▶ Instructions to follow
Identify the line that contains "Annotation task — mark the man with" in the material. Output it and every line after it, unchanged, through the end.

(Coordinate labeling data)
--*--
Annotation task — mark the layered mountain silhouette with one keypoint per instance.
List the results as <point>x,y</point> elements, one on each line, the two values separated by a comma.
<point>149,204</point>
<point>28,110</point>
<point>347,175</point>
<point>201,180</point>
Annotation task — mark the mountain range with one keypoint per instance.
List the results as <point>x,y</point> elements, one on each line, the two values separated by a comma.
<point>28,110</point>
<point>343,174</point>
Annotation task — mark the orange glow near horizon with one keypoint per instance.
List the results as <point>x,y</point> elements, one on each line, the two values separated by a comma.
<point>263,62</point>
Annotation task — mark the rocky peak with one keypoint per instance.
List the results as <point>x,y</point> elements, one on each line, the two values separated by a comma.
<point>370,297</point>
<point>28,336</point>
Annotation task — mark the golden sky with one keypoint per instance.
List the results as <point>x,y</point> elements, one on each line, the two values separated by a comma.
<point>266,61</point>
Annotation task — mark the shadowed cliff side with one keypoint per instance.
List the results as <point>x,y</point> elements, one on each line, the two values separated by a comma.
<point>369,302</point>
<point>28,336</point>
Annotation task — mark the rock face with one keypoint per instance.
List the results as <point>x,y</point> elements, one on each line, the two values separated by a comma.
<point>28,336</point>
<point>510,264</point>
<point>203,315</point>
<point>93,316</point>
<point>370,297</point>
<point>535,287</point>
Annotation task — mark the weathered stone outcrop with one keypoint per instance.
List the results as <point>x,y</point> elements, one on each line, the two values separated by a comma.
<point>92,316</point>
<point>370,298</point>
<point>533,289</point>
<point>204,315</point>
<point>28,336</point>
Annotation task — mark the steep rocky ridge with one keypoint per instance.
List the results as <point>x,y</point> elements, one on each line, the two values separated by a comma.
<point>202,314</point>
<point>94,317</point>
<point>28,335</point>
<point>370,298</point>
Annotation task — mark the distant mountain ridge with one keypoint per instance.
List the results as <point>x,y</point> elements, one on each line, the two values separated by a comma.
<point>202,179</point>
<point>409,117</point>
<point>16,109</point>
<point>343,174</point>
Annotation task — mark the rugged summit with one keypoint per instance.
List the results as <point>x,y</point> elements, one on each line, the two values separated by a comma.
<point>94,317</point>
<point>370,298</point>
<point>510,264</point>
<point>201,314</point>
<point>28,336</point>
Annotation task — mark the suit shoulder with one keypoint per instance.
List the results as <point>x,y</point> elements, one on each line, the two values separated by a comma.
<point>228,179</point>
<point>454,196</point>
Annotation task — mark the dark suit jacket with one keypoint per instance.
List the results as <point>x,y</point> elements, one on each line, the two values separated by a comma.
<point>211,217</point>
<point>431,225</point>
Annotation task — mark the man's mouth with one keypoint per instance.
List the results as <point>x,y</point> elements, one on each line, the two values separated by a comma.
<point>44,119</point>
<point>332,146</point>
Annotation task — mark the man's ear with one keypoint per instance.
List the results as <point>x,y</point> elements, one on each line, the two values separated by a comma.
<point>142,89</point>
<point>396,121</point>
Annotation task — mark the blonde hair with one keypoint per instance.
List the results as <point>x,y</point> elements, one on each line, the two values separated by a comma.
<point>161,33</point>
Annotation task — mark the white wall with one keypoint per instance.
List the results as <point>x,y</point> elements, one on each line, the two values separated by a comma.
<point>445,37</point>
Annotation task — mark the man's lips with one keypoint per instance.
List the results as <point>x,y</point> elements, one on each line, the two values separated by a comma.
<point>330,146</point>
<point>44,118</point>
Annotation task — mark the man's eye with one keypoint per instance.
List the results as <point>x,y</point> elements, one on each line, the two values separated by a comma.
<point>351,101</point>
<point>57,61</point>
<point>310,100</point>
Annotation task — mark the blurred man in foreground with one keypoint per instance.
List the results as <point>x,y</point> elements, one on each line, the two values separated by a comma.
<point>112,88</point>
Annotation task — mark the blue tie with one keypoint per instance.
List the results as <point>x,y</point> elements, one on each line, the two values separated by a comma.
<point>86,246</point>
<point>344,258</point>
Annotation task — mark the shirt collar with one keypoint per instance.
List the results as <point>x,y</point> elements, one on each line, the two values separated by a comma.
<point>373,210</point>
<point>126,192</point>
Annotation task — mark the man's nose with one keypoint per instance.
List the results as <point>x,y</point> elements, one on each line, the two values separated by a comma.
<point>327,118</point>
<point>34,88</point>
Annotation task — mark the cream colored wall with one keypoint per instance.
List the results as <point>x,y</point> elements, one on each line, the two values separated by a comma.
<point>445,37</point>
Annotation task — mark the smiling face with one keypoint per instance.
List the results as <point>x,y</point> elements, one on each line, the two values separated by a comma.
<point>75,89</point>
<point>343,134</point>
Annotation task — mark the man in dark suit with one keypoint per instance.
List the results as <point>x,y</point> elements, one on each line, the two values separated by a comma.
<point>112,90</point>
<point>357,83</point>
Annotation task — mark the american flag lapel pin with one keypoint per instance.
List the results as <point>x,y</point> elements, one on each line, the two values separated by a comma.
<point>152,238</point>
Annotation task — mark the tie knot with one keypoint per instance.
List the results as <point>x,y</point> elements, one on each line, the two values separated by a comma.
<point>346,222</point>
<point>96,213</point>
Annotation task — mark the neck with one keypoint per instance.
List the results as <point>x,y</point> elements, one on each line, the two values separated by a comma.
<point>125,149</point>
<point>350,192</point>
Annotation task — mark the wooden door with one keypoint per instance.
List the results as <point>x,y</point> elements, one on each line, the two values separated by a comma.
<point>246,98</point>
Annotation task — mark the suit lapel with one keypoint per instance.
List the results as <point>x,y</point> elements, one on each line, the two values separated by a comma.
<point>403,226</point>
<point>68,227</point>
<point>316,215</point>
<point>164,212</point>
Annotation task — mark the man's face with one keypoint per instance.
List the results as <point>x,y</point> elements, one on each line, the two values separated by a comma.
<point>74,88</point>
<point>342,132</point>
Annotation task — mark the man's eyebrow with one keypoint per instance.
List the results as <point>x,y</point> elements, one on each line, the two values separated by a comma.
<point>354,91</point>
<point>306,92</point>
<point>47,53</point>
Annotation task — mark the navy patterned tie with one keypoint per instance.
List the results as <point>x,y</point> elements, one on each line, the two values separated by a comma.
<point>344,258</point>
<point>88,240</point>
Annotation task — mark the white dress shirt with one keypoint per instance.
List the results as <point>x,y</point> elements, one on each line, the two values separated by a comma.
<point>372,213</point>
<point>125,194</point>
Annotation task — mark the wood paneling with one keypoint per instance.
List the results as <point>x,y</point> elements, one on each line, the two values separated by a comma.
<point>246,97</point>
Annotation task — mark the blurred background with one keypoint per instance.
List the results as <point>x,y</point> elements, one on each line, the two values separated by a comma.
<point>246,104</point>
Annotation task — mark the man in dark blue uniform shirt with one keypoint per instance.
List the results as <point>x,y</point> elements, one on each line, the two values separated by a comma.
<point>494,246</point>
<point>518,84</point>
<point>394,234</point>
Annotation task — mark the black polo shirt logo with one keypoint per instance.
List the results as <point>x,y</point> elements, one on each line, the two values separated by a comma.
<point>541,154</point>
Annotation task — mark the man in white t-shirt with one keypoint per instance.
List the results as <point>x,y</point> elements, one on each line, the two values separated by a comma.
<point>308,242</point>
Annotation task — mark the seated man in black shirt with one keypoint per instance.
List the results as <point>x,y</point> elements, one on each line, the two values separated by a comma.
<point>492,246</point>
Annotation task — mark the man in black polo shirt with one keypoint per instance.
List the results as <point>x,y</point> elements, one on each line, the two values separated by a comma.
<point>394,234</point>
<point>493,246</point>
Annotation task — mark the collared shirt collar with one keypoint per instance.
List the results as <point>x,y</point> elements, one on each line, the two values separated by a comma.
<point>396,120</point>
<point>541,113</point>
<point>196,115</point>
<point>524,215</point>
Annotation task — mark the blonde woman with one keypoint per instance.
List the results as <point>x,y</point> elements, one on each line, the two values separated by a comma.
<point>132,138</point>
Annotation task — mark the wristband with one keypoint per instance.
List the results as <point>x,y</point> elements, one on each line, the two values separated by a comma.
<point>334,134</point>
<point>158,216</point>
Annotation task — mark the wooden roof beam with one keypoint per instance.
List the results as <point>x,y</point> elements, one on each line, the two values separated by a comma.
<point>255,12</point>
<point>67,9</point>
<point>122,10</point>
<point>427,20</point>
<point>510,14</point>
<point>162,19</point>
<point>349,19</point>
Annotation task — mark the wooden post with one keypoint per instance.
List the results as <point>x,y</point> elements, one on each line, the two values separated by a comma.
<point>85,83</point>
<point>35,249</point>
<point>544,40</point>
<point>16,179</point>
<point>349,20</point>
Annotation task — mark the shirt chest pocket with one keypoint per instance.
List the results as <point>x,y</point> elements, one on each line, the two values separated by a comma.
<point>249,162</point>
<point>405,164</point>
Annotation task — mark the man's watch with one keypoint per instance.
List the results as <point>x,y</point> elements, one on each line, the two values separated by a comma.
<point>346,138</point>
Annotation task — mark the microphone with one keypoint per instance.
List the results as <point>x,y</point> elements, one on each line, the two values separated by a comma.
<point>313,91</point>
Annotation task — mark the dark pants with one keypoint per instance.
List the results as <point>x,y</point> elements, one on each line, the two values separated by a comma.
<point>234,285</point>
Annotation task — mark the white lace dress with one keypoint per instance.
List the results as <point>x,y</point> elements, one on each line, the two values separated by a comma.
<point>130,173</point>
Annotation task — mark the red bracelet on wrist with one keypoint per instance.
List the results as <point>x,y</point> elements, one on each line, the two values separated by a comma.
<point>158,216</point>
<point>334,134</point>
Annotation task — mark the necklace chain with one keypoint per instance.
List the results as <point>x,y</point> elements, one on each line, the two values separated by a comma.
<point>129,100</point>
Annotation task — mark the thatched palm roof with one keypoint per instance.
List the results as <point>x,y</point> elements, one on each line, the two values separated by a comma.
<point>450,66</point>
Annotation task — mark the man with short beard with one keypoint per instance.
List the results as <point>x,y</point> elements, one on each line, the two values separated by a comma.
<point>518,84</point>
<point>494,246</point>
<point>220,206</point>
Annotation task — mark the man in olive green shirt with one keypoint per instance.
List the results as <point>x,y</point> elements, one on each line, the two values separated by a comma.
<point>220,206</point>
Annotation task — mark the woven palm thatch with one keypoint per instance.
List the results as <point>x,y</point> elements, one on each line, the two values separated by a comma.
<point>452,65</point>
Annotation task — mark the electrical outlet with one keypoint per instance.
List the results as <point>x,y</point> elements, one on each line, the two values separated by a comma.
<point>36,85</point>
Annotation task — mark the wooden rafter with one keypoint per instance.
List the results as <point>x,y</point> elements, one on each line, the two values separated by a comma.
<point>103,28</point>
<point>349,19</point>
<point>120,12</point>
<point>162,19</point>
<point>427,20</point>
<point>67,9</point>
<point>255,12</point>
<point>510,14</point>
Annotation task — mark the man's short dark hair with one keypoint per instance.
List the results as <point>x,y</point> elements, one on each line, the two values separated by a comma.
--*--
▶ Solution to this task
Annotation task — mark the man with short beard with one keypoint per instance.
List the results as <point>x,y</point> elements, one on each line, the two values separated by a comma.
<point>518,84</point>
<point>494,246</point>
<point>220,206</point>
Annotation task — mark the man in olive green shirt with one keypoint per instance.
List the results as <point>x,y</point> elements, one on each line, the two values separated by a comma.
<point>220,206</point>
Annotation task — mark the woven palm thatch with one keypoint per instance.
List the results as <point>x,y</point> elements, one on each line, the two values separated by a comma.
<point>452,65</point>
Annotation task — mark the electrical outlet with one keypoint per instance.
List the results as <point>x,y</point> elements, one on each line, the two values separated by a comma.
<point>36,85</point>
Annotation task — mark the wooden rafter with one keypoint per instance.
List the results as <point>x,y</point> elements, one on each line, the two values separated by a comma.
<point>103,28</point>
<point>349,19</point>
<point>120,12</point>
<point>162,19</point>
<point>427,20</point>
<point>67,9</point>
<point>255,12</point>
<point>510,14</point>
Annotation task — mark the man's short dark hair with one keypoint per instance.
List the results as <point>x,y</point> elements, one on each line, the two values separated by a comma.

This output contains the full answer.